* **Activity**: Copy out each line of the material in which the word "wooden" can be found.
******
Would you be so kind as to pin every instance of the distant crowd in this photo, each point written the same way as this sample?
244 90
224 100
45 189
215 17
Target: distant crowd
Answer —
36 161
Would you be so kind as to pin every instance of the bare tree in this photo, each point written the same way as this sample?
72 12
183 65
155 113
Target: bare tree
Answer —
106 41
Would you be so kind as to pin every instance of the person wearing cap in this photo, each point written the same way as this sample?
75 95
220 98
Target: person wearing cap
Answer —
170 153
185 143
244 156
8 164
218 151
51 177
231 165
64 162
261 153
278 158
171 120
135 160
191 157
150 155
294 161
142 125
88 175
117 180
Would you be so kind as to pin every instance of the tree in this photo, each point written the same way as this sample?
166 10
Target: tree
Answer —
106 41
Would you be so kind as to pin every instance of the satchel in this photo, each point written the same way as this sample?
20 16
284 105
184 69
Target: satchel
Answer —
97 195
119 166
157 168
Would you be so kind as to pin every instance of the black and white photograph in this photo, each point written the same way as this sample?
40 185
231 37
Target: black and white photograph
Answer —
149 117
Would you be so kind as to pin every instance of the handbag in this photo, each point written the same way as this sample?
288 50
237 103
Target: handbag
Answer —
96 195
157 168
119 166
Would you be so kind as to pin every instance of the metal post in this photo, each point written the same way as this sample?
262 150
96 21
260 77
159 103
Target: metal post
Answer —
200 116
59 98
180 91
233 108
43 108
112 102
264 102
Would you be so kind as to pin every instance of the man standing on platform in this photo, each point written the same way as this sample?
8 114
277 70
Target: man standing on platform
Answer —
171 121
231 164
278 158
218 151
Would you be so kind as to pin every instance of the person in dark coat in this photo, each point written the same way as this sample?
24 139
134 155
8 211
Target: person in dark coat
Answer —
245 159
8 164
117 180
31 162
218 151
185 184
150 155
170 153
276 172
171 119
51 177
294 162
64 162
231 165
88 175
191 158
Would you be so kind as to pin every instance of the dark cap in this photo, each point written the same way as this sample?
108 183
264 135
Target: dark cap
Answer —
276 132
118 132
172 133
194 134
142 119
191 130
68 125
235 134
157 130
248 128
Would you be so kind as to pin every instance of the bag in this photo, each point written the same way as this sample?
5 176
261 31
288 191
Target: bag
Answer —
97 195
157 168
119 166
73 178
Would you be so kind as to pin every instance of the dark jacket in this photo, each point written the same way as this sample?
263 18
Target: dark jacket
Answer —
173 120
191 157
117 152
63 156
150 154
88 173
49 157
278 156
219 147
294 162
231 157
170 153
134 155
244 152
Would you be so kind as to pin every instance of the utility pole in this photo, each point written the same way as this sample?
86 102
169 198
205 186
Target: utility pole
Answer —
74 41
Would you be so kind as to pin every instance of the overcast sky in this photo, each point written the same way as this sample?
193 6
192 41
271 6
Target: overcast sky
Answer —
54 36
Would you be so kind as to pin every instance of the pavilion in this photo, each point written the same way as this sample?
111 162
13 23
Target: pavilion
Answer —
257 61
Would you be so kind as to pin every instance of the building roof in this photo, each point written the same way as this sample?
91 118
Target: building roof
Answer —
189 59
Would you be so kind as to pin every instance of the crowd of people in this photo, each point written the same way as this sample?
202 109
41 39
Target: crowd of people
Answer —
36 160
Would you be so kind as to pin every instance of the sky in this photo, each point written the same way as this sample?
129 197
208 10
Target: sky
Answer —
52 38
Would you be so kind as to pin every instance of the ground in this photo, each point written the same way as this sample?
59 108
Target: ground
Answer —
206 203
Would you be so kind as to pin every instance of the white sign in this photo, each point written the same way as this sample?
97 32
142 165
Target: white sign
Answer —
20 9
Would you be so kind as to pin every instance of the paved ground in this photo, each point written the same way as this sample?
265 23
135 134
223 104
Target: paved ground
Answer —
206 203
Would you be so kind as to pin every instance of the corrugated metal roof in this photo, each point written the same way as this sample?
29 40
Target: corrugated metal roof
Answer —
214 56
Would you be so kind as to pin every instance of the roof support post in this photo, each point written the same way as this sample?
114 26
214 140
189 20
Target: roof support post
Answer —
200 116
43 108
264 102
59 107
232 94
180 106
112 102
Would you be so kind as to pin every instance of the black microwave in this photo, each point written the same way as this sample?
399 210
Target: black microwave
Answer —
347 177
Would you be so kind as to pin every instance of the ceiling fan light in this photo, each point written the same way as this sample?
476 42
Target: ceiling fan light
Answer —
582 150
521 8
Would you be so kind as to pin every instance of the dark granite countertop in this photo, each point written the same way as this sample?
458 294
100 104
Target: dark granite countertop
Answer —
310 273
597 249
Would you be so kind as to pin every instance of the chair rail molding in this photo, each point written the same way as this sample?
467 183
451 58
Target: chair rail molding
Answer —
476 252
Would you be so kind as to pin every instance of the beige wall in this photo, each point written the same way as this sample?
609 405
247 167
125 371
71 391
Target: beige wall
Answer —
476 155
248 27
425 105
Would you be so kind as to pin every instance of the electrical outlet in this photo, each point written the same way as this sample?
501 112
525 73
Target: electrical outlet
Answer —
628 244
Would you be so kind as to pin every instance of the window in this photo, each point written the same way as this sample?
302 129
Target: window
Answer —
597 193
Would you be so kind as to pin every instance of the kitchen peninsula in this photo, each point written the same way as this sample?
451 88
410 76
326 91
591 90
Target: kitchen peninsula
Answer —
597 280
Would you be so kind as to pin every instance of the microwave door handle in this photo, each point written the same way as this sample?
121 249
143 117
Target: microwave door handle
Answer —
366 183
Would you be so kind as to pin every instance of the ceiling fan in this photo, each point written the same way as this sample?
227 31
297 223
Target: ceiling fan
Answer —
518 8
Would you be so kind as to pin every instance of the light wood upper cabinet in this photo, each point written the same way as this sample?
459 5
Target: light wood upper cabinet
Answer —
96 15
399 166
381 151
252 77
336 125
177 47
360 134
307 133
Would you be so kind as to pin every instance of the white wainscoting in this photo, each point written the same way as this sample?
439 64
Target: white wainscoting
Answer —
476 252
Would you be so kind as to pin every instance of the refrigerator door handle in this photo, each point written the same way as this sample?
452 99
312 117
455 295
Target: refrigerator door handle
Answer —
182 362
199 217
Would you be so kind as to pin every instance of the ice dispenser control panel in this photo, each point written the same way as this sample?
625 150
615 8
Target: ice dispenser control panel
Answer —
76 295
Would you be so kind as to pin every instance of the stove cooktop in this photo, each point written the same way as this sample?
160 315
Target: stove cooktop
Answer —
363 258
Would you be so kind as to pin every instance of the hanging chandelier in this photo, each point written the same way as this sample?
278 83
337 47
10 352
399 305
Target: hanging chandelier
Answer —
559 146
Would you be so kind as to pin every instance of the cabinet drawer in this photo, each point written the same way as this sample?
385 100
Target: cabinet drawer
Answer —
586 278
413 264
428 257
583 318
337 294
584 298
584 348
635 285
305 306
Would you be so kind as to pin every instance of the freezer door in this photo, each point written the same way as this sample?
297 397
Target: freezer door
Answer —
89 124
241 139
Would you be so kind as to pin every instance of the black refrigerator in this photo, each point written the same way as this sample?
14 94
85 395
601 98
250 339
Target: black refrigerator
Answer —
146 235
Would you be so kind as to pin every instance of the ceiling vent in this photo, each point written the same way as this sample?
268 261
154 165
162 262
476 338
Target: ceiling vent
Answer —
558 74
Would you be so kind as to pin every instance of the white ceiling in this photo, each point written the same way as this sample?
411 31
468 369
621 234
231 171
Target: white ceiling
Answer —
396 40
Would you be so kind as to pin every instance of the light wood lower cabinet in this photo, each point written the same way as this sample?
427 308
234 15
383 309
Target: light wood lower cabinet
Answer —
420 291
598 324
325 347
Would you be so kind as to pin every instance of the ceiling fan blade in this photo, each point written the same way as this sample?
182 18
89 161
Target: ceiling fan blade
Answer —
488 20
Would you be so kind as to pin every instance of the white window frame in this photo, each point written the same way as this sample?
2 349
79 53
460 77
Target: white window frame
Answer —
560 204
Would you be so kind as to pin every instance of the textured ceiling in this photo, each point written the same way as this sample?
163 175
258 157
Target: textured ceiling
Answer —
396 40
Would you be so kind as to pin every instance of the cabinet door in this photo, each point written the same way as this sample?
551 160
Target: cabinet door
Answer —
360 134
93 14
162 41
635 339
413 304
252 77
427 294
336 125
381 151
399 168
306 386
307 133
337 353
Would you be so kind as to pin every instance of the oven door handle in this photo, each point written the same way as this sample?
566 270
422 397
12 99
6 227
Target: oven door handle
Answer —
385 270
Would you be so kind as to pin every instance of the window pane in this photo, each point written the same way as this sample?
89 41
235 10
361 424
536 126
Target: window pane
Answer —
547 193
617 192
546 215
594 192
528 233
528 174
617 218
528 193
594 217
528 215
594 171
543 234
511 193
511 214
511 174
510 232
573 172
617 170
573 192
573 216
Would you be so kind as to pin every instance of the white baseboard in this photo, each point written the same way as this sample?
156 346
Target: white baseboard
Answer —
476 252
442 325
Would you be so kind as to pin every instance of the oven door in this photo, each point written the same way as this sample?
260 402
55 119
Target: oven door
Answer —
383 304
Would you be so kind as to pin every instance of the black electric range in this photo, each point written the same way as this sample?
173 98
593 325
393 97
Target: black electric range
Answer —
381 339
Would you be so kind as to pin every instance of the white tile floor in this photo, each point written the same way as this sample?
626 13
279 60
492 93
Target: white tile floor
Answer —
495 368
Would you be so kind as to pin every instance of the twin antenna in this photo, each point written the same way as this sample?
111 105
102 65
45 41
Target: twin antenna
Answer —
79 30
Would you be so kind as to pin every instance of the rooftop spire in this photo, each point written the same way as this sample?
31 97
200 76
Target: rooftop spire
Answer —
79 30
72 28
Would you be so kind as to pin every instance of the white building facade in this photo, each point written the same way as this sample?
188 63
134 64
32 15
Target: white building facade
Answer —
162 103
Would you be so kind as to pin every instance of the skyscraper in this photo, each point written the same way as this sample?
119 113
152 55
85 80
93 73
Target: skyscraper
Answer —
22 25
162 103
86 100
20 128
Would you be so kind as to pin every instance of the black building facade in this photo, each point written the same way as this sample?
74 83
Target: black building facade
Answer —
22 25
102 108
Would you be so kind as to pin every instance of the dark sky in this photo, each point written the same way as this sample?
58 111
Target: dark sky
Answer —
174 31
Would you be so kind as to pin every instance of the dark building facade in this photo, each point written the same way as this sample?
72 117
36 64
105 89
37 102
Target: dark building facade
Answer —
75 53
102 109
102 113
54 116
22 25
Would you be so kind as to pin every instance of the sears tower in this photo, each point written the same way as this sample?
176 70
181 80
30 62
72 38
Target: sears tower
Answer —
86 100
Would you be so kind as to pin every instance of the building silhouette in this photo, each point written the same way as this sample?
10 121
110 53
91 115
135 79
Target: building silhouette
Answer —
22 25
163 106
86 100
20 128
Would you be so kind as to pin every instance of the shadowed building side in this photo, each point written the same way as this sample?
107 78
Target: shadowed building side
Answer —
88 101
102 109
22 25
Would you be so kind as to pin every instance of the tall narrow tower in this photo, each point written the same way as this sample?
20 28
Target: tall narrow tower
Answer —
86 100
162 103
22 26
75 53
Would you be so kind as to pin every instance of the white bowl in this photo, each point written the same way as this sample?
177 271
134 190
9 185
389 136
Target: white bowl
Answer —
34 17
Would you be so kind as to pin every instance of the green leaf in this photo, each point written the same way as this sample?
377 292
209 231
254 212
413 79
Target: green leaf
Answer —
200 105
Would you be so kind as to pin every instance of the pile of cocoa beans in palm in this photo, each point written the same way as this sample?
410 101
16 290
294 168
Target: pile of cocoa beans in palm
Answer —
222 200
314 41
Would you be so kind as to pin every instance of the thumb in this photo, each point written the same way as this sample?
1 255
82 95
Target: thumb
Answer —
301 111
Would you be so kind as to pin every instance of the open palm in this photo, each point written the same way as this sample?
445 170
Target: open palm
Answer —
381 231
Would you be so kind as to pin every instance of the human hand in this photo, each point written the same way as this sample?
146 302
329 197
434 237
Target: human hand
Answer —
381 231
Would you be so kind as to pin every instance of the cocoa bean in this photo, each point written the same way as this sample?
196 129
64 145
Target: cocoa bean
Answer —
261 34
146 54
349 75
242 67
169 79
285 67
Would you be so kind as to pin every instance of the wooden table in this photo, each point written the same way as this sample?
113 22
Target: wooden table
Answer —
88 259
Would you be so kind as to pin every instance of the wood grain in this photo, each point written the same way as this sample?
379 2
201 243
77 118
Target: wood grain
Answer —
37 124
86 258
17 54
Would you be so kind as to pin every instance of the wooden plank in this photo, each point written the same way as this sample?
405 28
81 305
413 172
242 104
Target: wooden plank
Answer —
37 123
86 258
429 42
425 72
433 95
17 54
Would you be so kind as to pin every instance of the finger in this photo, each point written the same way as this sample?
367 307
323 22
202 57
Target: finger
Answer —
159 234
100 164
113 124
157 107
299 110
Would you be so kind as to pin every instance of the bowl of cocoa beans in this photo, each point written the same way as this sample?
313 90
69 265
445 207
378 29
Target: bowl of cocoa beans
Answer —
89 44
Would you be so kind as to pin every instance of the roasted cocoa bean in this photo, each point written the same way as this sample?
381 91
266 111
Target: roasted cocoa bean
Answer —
******
* **Result of the exercise**:
Would you be so kind as to pin every instance of the wooden table in this photo, each point written the same way as this sample?
Target: wooden table
Would you be so kind as to pin every instance of the wooden plank in this photo, each point written the same way as this sample?
Target: wooden plank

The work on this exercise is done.